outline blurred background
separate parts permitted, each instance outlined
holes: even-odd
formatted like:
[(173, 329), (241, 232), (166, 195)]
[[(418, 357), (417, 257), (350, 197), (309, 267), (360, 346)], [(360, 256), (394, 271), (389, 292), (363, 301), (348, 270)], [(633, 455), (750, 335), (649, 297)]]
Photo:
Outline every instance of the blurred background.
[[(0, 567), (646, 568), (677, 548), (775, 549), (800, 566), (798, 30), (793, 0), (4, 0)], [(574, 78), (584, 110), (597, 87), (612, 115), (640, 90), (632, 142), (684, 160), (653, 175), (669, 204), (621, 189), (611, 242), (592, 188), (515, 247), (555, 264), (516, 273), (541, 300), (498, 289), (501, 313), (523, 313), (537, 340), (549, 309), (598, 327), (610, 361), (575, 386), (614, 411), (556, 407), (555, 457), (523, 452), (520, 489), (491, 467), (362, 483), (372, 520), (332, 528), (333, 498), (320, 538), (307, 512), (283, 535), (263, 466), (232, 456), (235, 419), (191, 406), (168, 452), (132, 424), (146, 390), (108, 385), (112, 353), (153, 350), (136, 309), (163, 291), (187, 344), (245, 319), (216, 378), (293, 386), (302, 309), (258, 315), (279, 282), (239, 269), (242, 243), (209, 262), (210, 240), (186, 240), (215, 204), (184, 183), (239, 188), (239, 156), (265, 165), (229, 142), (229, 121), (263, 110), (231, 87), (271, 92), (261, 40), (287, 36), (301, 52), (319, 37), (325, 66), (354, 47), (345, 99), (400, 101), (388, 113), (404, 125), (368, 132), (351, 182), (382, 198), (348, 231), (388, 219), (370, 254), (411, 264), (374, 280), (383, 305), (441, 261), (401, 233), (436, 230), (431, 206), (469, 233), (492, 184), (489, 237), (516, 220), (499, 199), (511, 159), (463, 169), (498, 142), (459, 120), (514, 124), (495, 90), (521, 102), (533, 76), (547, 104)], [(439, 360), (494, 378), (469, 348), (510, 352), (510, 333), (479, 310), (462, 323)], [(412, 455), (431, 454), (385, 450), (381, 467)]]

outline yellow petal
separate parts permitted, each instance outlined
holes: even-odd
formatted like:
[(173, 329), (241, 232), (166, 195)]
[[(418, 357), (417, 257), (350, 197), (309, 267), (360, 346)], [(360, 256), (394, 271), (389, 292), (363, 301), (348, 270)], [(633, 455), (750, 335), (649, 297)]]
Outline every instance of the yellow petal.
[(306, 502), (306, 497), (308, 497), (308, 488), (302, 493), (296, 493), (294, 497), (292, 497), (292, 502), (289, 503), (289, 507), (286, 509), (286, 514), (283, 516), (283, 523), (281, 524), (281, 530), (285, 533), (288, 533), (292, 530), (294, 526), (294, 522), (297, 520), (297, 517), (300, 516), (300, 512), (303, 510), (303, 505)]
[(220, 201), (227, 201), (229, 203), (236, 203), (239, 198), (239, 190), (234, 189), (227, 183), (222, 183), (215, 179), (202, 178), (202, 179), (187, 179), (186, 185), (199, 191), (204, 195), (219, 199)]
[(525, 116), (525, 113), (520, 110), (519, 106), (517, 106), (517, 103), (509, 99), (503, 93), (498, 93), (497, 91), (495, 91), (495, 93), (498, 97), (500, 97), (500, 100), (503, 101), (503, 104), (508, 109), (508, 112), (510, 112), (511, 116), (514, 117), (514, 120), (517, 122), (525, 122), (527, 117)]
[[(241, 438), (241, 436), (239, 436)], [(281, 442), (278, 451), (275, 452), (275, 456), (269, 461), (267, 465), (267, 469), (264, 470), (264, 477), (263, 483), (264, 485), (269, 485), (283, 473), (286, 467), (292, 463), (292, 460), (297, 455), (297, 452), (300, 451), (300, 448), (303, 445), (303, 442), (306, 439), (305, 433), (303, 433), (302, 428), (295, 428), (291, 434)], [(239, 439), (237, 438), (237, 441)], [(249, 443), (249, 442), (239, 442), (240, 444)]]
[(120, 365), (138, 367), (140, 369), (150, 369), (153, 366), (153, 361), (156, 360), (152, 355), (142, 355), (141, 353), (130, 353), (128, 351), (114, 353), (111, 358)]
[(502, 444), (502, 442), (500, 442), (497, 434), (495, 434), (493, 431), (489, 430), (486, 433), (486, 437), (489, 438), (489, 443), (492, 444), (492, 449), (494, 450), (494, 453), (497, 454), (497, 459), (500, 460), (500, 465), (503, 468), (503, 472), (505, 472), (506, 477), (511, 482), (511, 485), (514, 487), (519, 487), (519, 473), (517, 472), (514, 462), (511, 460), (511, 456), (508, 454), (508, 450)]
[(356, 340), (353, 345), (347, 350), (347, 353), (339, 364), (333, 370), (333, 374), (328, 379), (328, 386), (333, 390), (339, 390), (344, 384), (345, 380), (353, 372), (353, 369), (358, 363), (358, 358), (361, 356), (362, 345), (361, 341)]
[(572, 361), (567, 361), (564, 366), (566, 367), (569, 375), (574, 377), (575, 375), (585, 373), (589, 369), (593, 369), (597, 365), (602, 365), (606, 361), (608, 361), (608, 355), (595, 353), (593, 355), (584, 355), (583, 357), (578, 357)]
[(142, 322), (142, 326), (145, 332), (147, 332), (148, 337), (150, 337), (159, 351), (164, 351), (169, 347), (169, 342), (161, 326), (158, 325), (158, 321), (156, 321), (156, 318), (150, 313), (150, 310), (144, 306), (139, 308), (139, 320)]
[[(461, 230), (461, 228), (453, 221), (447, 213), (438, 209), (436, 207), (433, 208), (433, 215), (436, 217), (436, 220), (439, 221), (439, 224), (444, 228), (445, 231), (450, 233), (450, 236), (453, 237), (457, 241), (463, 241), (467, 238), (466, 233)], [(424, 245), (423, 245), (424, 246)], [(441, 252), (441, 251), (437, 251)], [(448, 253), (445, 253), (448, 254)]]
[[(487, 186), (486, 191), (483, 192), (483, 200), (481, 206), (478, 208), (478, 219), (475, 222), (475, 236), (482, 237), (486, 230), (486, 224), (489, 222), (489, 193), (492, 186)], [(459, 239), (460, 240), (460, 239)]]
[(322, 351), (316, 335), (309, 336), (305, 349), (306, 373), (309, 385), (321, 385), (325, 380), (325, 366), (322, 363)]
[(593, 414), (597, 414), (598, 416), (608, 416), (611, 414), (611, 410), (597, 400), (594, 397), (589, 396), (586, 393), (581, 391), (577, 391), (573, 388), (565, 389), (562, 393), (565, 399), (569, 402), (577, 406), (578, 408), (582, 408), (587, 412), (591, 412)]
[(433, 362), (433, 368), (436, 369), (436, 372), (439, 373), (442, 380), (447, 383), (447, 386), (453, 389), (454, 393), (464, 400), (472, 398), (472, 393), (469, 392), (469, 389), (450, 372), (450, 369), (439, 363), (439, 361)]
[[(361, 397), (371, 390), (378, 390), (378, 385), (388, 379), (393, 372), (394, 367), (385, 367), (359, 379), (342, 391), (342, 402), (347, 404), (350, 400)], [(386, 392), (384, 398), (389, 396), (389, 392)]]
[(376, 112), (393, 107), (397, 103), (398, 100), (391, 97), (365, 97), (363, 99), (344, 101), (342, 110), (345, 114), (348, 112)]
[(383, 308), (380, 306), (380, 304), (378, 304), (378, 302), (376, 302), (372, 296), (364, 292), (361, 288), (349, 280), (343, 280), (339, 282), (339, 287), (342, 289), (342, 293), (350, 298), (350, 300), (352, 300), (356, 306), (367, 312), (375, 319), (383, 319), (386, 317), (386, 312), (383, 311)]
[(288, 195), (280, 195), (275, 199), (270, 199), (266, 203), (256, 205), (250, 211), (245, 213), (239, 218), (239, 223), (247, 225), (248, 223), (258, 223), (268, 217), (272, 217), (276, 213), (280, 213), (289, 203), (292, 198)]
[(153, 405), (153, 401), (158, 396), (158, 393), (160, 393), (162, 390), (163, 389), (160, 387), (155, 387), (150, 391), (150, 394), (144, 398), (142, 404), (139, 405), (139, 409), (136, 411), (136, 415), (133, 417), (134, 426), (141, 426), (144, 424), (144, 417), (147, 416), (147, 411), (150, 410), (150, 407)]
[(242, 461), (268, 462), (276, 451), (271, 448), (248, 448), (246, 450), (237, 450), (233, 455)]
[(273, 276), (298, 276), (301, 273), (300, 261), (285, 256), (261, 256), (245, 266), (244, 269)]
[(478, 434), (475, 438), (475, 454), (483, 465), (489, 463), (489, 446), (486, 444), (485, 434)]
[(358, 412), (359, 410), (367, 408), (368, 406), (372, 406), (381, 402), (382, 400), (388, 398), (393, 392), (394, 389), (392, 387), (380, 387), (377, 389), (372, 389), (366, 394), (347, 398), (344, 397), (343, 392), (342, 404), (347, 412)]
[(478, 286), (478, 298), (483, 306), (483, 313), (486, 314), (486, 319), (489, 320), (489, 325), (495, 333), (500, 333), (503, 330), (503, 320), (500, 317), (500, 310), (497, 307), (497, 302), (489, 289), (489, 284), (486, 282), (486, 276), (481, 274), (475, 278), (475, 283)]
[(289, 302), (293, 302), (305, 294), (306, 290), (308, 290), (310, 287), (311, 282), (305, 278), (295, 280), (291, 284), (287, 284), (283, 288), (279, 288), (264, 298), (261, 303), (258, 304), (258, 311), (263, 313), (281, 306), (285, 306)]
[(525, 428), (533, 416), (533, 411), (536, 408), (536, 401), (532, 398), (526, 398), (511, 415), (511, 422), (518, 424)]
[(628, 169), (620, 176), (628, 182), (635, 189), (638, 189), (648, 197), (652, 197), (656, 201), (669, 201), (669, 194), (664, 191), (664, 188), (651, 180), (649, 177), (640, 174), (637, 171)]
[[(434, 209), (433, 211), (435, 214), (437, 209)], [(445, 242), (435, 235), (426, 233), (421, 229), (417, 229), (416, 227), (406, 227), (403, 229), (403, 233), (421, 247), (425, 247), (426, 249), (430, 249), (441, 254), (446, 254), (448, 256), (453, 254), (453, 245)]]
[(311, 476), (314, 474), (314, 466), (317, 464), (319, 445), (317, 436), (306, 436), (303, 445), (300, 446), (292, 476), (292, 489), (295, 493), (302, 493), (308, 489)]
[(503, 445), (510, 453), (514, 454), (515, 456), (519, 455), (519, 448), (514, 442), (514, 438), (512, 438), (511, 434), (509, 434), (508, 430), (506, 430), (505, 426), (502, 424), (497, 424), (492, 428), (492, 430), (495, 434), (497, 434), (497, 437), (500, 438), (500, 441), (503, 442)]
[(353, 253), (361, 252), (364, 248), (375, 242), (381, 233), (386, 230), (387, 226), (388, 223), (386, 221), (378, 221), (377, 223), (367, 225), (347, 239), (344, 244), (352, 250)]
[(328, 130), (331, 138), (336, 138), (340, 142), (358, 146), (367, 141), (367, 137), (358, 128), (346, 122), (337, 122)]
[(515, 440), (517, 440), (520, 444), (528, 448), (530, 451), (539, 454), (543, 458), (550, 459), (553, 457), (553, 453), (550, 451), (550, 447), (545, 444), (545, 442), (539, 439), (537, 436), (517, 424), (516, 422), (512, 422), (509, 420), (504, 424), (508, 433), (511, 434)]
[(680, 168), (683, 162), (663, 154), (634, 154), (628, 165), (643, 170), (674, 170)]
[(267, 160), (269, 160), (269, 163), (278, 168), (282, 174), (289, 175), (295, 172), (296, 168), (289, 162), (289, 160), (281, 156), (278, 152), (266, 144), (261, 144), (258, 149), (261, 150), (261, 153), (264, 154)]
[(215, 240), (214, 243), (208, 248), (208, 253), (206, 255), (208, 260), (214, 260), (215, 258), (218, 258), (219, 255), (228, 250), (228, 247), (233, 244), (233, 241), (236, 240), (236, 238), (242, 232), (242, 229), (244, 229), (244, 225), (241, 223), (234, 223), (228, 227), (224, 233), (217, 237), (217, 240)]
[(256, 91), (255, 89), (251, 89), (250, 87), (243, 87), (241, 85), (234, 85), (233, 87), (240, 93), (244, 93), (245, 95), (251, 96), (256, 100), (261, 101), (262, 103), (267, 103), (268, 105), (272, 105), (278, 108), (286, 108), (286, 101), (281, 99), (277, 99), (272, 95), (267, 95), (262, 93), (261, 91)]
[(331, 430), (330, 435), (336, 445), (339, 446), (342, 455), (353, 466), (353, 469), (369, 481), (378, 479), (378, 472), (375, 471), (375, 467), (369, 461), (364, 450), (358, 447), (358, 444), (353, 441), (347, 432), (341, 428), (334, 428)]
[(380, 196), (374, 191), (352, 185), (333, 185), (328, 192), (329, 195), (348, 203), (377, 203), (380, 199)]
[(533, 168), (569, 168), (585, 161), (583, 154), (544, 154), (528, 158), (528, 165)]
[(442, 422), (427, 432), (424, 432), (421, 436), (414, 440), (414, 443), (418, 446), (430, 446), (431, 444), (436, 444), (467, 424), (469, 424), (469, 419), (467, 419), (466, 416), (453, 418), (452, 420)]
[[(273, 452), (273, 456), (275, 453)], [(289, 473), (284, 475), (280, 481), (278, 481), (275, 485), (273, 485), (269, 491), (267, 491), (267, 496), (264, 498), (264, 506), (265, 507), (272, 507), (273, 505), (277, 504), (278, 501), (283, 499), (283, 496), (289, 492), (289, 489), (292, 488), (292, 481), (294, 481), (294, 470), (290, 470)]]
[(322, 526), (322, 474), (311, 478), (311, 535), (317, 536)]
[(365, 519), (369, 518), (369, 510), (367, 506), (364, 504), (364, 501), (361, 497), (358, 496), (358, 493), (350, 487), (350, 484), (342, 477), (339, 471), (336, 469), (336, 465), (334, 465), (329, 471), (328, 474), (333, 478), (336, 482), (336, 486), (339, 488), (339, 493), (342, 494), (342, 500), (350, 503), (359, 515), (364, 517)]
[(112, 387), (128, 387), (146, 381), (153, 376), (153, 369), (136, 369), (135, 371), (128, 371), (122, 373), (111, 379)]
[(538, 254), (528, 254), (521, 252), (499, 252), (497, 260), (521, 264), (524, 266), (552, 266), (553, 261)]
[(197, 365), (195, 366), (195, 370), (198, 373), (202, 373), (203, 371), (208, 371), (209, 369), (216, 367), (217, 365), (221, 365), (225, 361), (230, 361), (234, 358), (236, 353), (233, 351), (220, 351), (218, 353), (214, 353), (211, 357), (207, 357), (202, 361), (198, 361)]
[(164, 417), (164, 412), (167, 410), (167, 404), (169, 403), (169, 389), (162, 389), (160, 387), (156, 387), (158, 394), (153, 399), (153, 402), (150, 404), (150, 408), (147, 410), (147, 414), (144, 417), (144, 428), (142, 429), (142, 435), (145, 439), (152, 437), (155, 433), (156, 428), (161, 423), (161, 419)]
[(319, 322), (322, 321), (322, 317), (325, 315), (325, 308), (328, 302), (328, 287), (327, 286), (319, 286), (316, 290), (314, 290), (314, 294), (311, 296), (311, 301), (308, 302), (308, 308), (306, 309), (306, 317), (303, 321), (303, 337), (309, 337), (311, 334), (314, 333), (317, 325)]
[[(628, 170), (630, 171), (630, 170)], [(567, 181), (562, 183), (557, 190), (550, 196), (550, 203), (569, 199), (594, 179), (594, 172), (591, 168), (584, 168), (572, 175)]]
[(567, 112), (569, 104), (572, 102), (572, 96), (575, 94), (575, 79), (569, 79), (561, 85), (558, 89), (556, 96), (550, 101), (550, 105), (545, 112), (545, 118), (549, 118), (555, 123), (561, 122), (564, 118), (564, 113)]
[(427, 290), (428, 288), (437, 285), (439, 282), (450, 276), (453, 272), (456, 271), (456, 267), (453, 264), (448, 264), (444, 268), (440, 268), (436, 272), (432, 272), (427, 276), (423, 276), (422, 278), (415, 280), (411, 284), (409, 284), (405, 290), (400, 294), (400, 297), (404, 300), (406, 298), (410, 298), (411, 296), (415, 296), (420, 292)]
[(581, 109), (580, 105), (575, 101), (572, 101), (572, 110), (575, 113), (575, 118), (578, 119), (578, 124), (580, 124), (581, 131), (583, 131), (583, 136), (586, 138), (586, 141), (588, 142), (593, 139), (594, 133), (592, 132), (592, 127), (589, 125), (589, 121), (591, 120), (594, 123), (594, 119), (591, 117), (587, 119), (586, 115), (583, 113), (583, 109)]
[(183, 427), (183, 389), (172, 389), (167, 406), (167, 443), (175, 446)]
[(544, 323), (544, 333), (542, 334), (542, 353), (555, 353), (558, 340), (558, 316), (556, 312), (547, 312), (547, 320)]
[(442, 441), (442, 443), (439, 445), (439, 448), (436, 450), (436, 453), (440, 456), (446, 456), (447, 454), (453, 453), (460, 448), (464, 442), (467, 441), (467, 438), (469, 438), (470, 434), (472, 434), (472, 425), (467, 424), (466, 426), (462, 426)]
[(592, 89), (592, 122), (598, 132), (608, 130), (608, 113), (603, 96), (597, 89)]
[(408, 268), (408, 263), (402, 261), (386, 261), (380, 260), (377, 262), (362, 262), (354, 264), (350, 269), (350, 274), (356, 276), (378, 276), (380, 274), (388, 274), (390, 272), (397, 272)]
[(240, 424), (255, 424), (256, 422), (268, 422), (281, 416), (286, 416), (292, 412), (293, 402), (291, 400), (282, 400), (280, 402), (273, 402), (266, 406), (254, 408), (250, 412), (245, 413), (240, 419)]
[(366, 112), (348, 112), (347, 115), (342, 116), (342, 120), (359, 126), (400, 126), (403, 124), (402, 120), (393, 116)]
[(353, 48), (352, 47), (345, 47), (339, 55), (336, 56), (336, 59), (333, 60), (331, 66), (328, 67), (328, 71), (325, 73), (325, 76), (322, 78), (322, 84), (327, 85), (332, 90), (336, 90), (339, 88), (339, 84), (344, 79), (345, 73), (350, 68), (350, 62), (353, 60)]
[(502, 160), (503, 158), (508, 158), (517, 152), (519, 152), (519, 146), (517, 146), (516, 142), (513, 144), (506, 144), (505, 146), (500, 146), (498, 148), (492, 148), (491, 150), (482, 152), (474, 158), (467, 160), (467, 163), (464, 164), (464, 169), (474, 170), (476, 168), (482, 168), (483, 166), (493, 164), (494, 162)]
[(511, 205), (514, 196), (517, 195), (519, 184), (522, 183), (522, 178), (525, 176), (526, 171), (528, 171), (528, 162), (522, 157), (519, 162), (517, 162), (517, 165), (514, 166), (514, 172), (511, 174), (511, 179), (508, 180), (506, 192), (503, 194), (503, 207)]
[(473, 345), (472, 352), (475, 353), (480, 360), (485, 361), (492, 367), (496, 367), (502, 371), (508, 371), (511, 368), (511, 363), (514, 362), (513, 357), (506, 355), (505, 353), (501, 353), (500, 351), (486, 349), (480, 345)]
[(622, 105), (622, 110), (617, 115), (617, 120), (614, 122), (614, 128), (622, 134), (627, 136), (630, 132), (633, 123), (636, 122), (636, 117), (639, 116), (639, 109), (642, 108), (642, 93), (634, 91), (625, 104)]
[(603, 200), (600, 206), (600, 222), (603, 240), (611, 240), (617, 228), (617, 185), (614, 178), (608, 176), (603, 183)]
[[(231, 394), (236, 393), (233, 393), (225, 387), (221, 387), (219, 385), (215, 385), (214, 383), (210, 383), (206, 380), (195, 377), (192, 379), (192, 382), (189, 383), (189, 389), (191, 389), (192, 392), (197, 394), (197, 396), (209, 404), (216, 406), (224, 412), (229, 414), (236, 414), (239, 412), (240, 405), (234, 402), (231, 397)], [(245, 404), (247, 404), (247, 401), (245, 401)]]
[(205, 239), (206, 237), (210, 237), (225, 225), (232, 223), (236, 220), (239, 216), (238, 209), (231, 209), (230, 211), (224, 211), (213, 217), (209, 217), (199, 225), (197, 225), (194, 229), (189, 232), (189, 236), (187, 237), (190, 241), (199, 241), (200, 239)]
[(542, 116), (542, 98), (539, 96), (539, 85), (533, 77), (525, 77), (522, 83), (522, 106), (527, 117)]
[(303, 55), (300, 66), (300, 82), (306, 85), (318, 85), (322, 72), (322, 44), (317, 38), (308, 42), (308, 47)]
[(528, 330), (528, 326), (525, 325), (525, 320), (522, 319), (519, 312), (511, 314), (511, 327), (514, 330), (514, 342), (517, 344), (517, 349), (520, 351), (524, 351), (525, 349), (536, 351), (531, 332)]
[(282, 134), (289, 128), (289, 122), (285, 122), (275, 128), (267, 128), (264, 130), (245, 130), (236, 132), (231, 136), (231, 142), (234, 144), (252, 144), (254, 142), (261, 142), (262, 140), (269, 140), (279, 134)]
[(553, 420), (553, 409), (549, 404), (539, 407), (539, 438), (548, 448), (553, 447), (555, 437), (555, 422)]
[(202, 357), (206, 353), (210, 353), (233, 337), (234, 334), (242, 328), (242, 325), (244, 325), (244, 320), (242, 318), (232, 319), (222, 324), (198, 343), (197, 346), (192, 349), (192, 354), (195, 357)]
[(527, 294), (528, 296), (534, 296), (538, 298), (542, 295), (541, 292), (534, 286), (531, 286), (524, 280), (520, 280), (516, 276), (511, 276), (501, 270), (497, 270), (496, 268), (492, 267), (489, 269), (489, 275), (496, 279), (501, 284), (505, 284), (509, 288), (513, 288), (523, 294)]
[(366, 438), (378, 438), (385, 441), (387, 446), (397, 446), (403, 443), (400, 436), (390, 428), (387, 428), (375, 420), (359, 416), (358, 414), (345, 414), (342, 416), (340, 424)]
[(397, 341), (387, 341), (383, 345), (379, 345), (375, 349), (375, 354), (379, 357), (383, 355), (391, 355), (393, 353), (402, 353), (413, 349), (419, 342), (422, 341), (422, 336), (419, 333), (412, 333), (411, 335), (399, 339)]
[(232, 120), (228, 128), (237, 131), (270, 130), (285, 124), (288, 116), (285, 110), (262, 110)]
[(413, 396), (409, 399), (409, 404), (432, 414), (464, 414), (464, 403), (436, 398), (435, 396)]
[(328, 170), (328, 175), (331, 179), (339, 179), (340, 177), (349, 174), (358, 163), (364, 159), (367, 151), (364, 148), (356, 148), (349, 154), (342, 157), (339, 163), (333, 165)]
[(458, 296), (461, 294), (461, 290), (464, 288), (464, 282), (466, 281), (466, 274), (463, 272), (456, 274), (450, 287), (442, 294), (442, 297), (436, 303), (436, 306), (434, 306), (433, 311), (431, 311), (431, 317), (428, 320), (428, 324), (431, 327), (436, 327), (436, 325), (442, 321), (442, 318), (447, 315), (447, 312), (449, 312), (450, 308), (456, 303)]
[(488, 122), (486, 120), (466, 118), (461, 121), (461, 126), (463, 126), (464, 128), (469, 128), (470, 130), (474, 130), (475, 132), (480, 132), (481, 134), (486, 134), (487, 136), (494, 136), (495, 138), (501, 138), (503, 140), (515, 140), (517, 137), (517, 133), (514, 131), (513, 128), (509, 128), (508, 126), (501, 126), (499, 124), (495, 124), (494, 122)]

----

Scan the listing for "instance" and copy out each line that has it.

- **FINISHED EXERCISE**:
separate parts permitted, each instance outlined
Outline every instance of the blurred background.
separate parts permitted, each instance outlined
Outline every instance of the yellow petal.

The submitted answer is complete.